DIRECTIONS FOR THIS TASK: In the Hacker News thread, what is hertz-dev trained to do?

PROVIDED TEXT:

===============

Hacker News new | ask | show | jobs
by wwwlouishinofun 595 days ago
Tesla’s approach to pure vision-based autonomous driving—temporarily setting aside lidar and other sensors—seems designed to make this technology more accessible and scalable. By focusing on a vision-only model, they can accelerate adoption and gather large datasets for quicker iterations. Once the vision-based system reaches a mature stage, I imagine Tesla might reintegrate additional sensor data, like lidar or radar, to refine their autonomous driving suite, making it even more robust and closer to perfection.

Additionally, I’ve been exploring an idea about voice interaction systems. Currently, most voice interactions are processed by converting voice input into text, generating a text-based response, and then turning this text back into audio. But what if we could train the system to respond directly in voice, without involving text at all? If developed to maturity, this model could produce responses that feel more natural and spontaneous, possibly diverging from traditional text-to-speech outputs. Natural speech has unique syntax and rhythm, not to mention dialect and tone variations, which could make a purely voice-trained system fascinating and more human-like.

Could you let me know if your current voice interaction model follows the standard speech-to-text-to-speech process, or if there is exploration in voice-to-voice processing?

2 comments

I'm one of the devs. Our model is fully voice-to-voice, no text was involved in the making of hertz-dev for exactly this reason.
So essentially this is voice input to voice output? Can you change gender/age/accent? Does it track prosodic information? I've been waiting for something like this.
Hertz-dev is a base model, meaning it's just trained to predict the next token of audio. If your prompt is an old male voice with a British accent, the model will most likely continue speaking in an old male voice with a British accent. Being a base model, hertz-dev is easily finetunable for specific tasks - it would be a simple change to add manual configurations for the gender/age/accent.
I assume this mirroring is due to symmetry being more typical than not among the training data, and if instead trained with contrived diversity (e.g., males only conversing with females) then the output of the base model would follow suit without pulling any levers?

It's interesting to think about what complete diversity (i.e., no tendencies toward homogeneous conversation partners whatsoever among training data) would yield, given that it's trying to deliver whatever is most probable.

I'm interested to hear more detail about approaches to adding manual controls for speaker characteristics or emotion or other things you might want to vary. What techniques do you have in mind?
I’ll jump in here - as a former new englander, the cheerful helping tone of all modern voice llms infuriates me. And the slow speed. And the over explanations. ChatGPT advanced can be induced to talk more quickly, less sycophantically and if I like in a not-bad regional accent; essentially I want it to mirror my tone better. But those inducements don’t stick between sessions.

===============

GIVEN DATA:
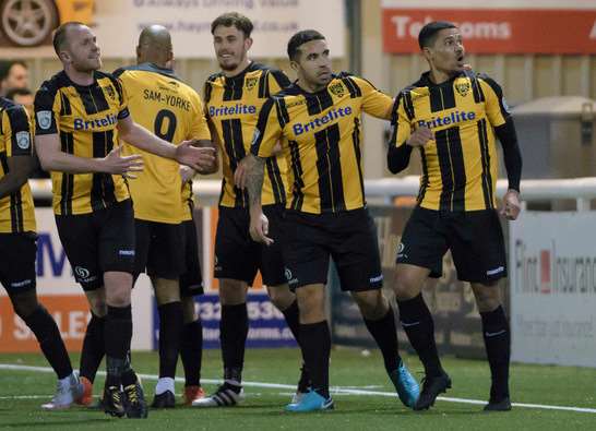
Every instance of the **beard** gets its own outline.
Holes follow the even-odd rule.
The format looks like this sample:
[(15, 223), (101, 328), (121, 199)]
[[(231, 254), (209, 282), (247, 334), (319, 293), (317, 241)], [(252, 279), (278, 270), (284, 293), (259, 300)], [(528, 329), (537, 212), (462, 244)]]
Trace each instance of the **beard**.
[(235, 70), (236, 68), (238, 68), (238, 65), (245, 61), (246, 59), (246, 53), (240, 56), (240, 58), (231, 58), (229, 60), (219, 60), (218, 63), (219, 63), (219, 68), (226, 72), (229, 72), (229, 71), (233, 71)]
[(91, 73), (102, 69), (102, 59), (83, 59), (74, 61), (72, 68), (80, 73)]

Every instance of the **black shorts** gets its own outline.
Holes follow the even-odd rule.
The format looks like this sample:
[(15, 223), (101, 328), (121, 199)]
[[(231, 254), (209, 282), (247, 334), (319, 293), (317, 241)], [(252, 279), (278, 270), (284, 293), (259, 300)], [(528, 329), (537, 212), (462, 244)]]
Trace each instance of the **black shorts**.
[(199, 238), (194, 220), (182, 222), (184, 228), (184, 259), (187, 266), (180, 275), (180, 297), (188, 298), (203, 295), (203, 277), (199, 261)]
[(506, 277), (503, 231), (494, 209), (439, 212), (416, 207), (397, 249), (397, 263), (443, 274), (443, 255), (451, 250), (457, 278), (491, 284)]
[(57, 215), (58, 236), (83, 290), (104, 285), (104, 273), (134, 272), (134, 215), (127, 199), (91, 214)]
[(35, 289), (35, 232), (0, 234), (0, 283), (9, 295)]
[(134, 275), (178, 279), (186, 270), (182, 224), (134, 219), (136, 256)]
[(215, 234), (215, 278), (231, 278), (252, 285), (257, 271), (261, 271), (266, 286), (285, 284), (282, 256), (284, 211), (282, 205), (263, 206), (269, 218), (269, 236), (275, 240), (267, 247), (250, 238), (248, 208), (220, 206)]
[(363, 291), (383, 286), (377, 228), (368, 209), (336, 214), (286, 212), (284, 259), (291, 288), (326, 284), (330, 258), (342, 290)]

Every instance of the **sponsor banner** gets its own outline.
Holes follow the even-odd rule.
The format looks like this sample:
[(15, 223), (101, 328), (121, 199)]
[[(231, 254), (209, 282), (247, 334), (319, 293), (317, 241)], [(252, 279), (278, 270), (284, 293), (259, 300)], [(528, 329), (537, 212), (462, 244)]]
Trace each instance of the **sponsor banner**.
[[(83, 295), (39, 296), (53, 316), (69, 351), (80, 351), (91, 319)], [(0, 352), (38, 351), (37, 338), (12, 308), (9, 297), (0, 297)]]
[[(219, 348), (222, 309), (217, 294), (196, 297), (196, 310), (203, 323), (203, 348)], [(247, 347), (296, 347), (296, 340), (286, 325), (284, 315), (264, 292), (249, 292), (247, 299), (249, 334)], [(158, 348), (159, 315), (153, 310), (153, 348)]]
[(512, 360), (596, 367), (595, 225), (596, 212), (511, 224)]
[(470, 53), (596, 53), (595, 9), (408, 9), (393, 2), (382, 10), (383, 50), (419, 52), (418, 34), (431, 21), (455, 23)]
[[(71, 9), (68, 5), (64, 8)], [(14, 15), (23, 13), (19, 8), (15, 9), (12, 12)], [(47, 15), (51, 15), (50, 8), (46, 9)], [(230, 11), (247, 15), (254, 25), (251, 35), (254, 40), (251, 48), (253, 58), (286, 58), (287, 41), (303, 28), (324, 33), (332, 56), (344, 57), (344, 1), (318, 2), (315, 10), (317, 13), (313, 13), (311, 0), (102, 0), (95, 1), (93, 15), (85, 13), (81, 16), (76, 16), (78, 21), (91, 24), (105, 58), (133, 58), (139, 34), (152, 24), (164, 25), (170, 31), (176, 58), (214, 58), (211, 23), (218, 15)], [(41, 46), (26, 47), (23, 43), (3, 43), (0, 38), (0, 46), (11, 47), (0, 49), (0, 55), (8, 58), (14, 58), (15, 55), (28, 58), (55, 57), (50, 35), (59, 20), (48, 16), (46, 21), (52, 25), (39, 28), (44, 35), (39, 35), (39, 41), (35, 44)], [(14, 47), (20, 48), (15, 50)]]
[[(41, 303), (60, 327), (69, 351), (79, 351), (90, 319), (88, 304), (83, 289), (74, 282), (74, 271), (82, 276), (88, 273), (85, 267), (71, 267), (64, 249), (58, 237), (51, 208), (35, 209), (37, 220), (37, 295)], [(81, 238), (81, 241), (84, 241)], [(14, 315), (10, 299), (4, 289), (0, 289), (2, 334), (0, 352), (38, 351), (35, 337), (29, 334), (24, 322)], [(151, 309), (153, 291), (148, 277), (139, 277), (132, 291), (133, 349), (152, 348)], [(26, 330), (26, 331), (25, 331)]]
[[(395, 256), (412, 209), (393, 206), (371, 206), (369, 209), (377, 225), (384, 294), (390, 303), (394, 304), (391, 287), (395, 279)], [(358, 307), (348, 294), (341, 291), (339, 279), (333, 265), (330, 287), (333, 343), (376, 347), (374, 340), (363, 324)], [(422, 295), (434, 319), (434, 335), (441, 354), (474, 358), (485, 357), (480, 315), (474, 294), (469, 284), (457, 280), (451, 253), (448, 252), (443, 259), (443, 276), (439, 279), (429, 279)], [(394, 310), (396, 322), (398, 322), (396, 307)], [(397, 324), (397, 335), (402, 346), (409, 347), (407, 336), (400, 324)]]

===============

EXERCISE RESULT: Hertz-dev is a base model trained only to predict the next token of audio.